## TEXT EXCERPT
▼▼▼
I haven't had much luck getting anything to work, but I'll include include a rough idea. Another problem is that I'm not sure what this kind of problem is called, so I haven't had much luck searching for similar questions. If there's a better title for the question that more accurately describes this problem please let me know.
for i = 1:size(links,1)
child = links(i,2);
idx = find(links(:,1) == child); % is the child a parent to another track?
while ~isempty(idx)
child = links(idx,2); % the next child
idx = find(links(:,1) == child); % update idx, is there another child in the chain?
end
% I'm not sure where to do the appending and how to keep track of
% what's been appended so far
end
% I have a similar function to append one track structure to another
function c = append(a,b)
c = [a,b];
end
  3 Commenti
Walter Roberson
Walter Roberson il 28 Ott 2023
Is it possible to have a situation such as
[1 6
6 9
6 7
7 8
9 10]
which has the chains 1 6 9 10 and 1 6 7 8 both? If so then what output would you want ?
Are the links directional or bidirectional? If the input were
links = [1 6;
9 3;
4 8;
5 7;
9 10
8 12;
10 11];
then would you still have t2 = [3,9,10,11]; or would you instead have [9 3] and [9 10 11] ?
▲▲▲
## TO-DO LIST
[A] Decide whether each statement agrees with the track-linking post: (i) the poster is unsure what this kind of problem is called, (ii) the append function joins its two inputs as c = [a,b], and (iii) the poster found several similar questions by searching. For each one, answer yes or no and quote the deciding words from the post.
[B] Resume the track-linking post, starting after its last sentence, and write a few more sentences in the same vein.
The listing that follows has no connection to the track-linking post.

## INFORMATION SHOWN
▼▼▼
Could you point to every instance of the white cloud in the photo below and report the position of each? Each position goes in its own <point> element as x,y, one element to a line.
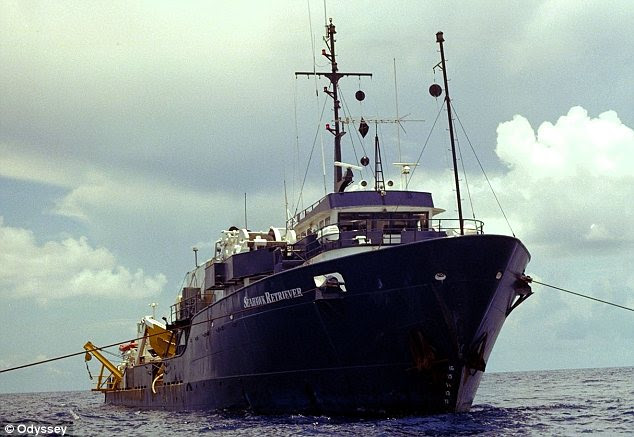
<point>60,269</point>
<point>571,183</point>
▲▲▲
## ANSWERS TO THE EXERCISES
[A]
(i) Yes: "I'm not sure what this kind of problem is called"
(ii) Yes: "c = [a,b];"
(iii) No: "I haven't had much luck searching for similar questions"

[B]
Zak
Zak il 28 Ott 2023
I looked at using digraph() and it looks promising. Running
G = digraph(links(:,1), links(:,2));
plot(G)
gave me this, which is the correct ordering of paths. How would I extract vectors like t1, t2, etc? I think if I could extract those, I might be able to figure out how to loop through them and connect the links.
I've narrowed it down in the processing before this point so that each link can only match to one other link, no forks. The chains are directional. They're positions of particles in time, so a downstream or child track has to come later in time. The first column is always the starting link, and the second on the link that comes next.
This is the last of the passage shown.